[Image-grounded pointing data]
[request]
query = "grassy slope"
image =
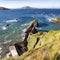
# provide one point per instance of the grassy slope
(47, 47)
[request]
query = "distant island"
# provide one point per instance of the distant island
(28, 7)
(3, 8)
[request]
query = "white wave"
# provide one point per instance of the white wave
(15, 20)
(5, 42)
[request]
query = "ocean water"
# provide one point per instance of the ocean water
(15, 28)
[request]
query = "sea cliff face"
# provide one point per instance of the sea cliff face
(42, 46)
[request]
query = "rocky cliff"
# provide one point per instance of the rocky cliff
(3, 8)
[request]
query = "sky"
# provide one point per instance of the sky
(31, 3)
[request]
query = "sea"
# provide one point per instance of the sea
(14, 22)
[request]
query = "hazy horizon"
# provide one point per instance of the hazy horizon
(32, 3)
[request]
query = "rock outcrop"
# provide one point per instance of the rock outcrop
(56, 20)
(3, 8)
(31, 30)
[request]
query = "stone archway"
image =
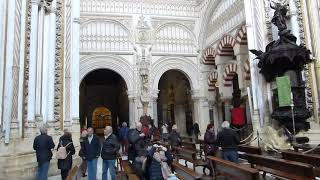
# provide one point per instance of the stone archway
(103, 100)
(181, 64)
(114, 63)
(117, 64)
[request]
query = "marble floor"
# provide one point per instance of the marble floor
(99, 173)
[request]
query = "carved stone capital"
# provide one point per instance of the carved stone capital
(76, 20)
(35, 2)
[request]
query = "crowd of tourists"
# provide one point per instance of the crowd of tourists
(143, 145)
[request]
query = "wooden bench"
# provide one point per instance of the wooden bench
(74, 173)
(185, 173)
(244, 149)
(125, 165)
(313, 160)
(250, 149)
(280, 167)
(201, 143)
(306, 147)
(232, 170)
(190, 156)
(191, 146)
(189, 139)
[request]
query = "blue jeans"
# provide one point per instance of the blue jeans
(109, 164)
(230, 155)
(43, 171)
(92, 169)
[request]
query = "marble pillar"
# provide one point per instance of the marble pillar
(201, 112)
(3, 9)
(155, 111)
(33, 61)
(256, 28)
(51, 62)
(45, 66)
(241, 58)
(22, 64)
(39, 62)
(75, 60)
(9, 66)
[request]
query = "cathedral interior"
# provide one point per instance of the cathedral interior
(75, 64)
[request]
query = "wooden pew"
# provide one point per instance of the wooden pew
(313, 160)
(244, 149)
(250, 149)
(306, 147)
(280, 167)
(190, 156)
(74, 173)
(232, 170)
(191, 146)
(186, 139)
(185, 173)
(128, 170)
(201, 143)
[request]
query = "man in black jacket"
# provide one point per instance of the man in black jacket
(137, 142)
(109, 153)
(91, 149)
(228, 140)
(43, 145)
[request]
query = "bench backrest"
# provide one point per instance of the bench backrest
(187, 139)
(233, 170)
(285, 166)
(313, 160)
(185, 172)
(186, 154)
(188, 145)
(73, 173)
(250, 149)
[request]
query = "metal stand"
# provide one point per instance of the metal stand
(293, 121)
(258, 137)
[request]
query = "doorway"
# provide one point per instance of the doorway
(103, 100)
(174, 103)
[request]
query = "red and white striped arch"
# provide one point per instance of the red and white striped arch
(229, 73)
(226, 45)
(241, 37)
(209, 56)
(247, 70)
(212, 80)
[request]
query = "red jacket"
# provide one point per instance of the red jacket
(238, 116)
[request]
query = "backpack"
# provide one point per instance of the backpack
(62, 151)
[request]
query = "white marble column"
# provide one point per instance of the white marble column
(257, 38)
(39, 71)
(3, 9)
(75, 59)
(131, 112)
(155, 110)
(22, 65)
(312, 30)
(221, 62)
(241, 58)
(33, 60)
(9, 58)
(201, 111)
(51, 60)
(45, 65)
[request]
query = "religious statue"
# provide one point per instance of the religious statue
(284, 57)
(171, 95)
(171, 100)
(280, 14)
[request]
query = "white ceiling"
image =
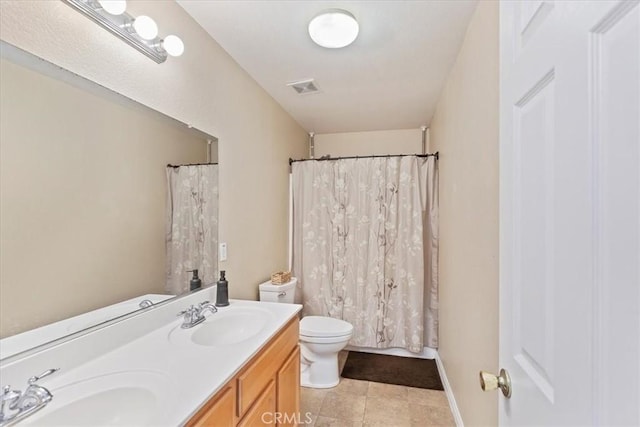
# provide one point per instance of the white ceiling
(389, 78)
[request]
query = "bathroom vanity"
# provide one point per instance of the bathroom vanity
(239, 367)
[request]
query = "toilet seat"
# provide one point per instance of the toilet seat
(324, 327)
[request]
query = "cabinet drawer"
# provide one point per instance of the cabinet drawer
(253, 380)
(263, 412)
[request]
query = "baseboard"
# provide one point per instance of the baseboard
(447, 389)
(427, 352)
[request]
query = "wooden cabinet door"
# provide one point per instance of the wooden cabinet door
(263, 411)
(218, 413)
(288, 390)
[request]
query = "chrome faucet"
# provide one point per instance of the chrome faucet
(194, 315)
(16, 405)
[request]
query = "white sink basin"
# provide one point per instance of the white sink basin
(118, 399)
(232, 326)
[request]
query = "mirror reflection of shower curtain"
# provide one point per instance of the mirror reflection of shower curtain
(359, 248)
(191, 225)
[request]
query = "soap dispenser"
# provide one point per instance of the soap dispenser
(195, 283)
(222, 293)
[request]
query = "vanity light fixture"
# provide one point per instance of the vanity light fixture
(334, 28)
(139, 32)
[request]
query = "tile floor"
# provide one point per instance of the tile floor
(364, 403)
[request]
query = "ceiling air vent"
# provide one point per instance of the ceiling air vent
(304, 87)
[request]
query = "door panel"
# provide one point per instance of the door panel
(570, 211)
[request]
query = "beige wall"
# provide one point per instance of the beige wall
(401, 141)
(465, 131)
(82, 197)
(204, 88)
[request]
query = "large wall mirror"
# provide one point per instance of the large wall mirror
(83, 208)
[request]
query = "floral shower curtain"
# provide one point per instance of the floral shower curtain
(359, 246)
(192, 225)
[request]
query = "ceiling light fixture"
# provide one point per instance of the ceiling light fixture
(333, 28)
(140, 33)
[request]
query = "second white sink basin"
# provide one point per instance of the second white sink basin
(228, 327)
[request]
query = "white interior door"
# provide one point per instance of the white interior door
(570, 212)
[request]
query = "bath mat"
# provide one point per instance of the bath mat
(380, 368)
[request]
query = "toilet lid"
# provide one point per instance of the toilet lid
(320, 326)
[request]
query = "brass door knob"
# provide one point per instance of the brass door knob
(490, 382)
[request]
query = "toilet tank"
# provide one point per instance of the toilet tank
(278, 293)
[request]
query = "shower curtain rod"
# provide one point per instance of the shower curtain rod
(169, 165)
(436, 155)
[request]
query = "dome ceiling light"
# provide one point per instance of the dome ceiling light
(333, 28)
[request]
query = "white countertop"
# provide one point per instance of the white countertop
(133, 373)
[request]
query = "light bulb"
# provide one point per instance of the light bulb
(114, 7)
(334, 28)
(145, 27)
(173, 45)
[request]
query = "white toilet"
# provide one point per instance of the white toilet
(321, 338)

- [What to work on]:
Where a picture appears, skip it and copy the rest of the data word for word.

- [Finished exercise]:
[request]
query = "grassy slope"
image =
# provide one point per instance of the grassy slope
(47, 47)
[request]
query = "distant island"
# provide one point per instance of the distant island
(28, 7)
(3, 8)
[request]
query = "white wave"
# provide one point per instance of the white wave
(15, 20)
(5, 42)
[request]
query = "ocean water"
# provide one point per instance of the ocean water
(15, 28)
[request]
query = "sea cliff face"
# provide one point per instance of the sea cliff face
(42, 46)
[request]
query = "rocky cliff"
# provide one point per instance of the rocky cliff
(3, 8)
[request]
query = "sky"
# provide one point per instance of the sky
(31, 3)
[request]
query = "sea"
# provide one point per instance of the sea
(14, 22)
[request]
query = "hazy horizon"
# provide one point per instance of the hazy horizon
(32, 3)
[request]
query = "rock outcrop"
# provide one point per instance of the rock outcrop
(56, 20)
(3, 8)
(31, 30)
[request]
query = "stone archway"
image =
# provide one point per instance of the stone archway
(103, 100)
(181, 64)
(114, 63)
(117, 64)
[request]
query = "marble floor"
# provide one point per instance of the marble floor
(99, 173)
[request]
query = "carved stone capital"
# provide one point per instance of the carved stone capital
(76, 20)
(35, 2)
[request]
query = "crowd of tourists"
# provide one point per instance of the crowd of tourists
(143, 145)
[request]
query = "wooden bench"
# provide one point per instance of the wooden bench
(74, 173)
(185, 173)
(244, 149)
(125, 165)
(313, 160)
(250, 149)
(280, 167)
(201, 143)
(306, 147)
(232, 170)
(190, 156)
(191, 146)
(189, 139)
[request]
query = "blue jeans"
# provide one point per instance of the blue jeans
(109, 164)
(230, 155)
(43, 171)
(92, 169)
[request]
query = "marble pillar"
# provide one point per instance of the marble pillar
(201, 112)
(3, 9)
(155, 111)
(33, 61)
(256, 28)
(51, 62)
(45, 66)
(241, 58)
(22, 64)
(39, 62)
(75, 60)
(9, 66)
[request]
query = "cathedral interior"
# provide one point per instance of the cathedral interior
(75, 64)
[request]
query = "wooden pew"
# provide one point per instance of the wooden pew
(313, 160)
(244, 149)
(250, 149)
(306, 147)
(280, 167)
(190, 156)
(74, 173)
(232, 170)
(191, 146)
(186, 139)
(185, 173)
(128, 170)
(201, 143)
[request]
query = "man in black jacket"
# provide one point per instance of the man in black jacket
(137, 142)
(109, 153)
(91, 149)
(228, 140)
(43, 145)
[request]
query = "bench backrest"
# provide one point per instance of the bench backrest
(187, 139)
(233, 170)
(285, 166)
(313, 160)
(185, 172)
(186, 154)
(188, 145)
(73, 173)
(250, 149)
[request]
query = "metal stand"
# provide one point per instance of the metal stand
(293, 121)
(258, 137)
[request]
query = "doorway"
# provide one point per instance of the doorway
(103, 100)
(174, 103)
[request]
query = "red and white striped arch"
# provide one point per instance of the red and white striped arch
(229, 73)
(226, 45)
(241, 37)
(209, 56)
(247, 70)
(212, 80)
[request]
query = "red jacket"
# provide one point per instance of the red jacket
(238, 116)
[request]
query = "backpack"
# provide one point per instance of the backpack
(62, 151)
[request]
query = "white marble column"
# provide one point per instance of the white marble column
(257, 38)
(39, 71)
(3, 9)
(75, 59)
(131, 112)
(155, 110)
(22, 65)
(312, 30)
(221, 62)
(241, 58)
(33, 60)
(9, 58)
(201, 111)
(51, 60)
(45, 65)
[request]
query = "religious statue"
# provide one point per instance of the religious statue
(284, 57)
(171, 95)
(171, 100)
(280, 14)
[request]
query = "white ceiling"
image =
# provide one point per instance of the white ceiling
(389, 78)
[request]
query = "bathroom vanity"
# provide one point per instance of the bathroom vanity
(239, 367)
[request]
query = "toilet seat"
# provide one point per instance of the toilet seat
(324, 327)
[request]
query = "cabinet drawer"
# provide one point per instance of the cabinet drawer
(253, 380)
(263, 412)
[request]
query = "baseboard"
# provide one point per instance of the baseboard
(447, 389)
(427, 352)
[request]
query = "wooden cabinet door"
# provide one point per instance of the wooden cabinet door
(263, 411)
(218, 413)
(288, 390)
[request]
query = "chrome faucet"
# provide one point per instance of the chrome faucet
(194, 315)
(16, 405)
[request]
query = "white sink basin"
# provide one point per instance of the white sink basin
(118, 399)
(232, 326)
[request]
query = "mirror reflection of shower curtain"
# provide one point per instance of the mirror reflection of shower curtain
(359, 248)
(191, 225)
[request]
query = "soap dispenser"
# provide one point per instance of the soap dispenser
(195, 283)
(222, 293)
[request]
query = "vanity light fixture"
# provide one point per instance of the vanity light fixture
(334, 28)
(139, 32)
[request]
query = "tile floor"
# provide one point per instance of the tile floor
(364, 403)
[request]
query = "ceiling air vent"
# provide one point per instance of the ceiling air vent
(304, 87)
[request]
query = "door panel"
# provide one point per instance of the door panel
(570, 211)
[request]
query = "beige wall"
# provide one point per instance of the beige wall
(401, 141)
(465, 131)
(82, 197)
(204, 88)
[request]
query = "large wall mirror"
# provide one point per instance of the large wall mirror
(83, 208)
[request]
query = "floral shower curtain"
# provide one point per instance of the floral shower curtain
(359, 246)
(192, 225)
[request]
query = "ceiling light fixture"
# provide one point per instance of the ceiling light fixture
(333, 28)
(140, 33)
[request]
query = "second white sink basin"
# provide one point per instance of the second white sink basin
(228, 327)
[request]
query = "white interior door"
# provide one point per instance of the white interior door
(570, 212)
[request]
query = "bath mat"
# provide one point per instance of the bath mat
(380, 368)
[request]
query = "toilet lid"
# provide one point per instance of the toilet lid
(320, 326)
[request]
query = "brass door knob"
# provide one point per instance of the brass door knob
(490, 382)
[request]
query = "toilet tank"
# provide one point per instance of the toilet tank
(278, 293)
[request]
query = "shower curtain rod"
# provide one point per instance of the shower curtain rod
(169, 165)
(436, 155)
[request]
query = "dome ceiling light"
# provide one point per instance of the dome ceiling light
(333, 28)
[request]
query = "white countertop"
# provide one point per instance of the white countertop
(133, 373)
[request]
query = "light bulb"
# provide one point per instance of the light bulb
(114, 7)
(334, 28)
(145, 27)
(173, 45)
[request]
query = "white toilet"
# provide one point per instance of the white toilet
(321, 338)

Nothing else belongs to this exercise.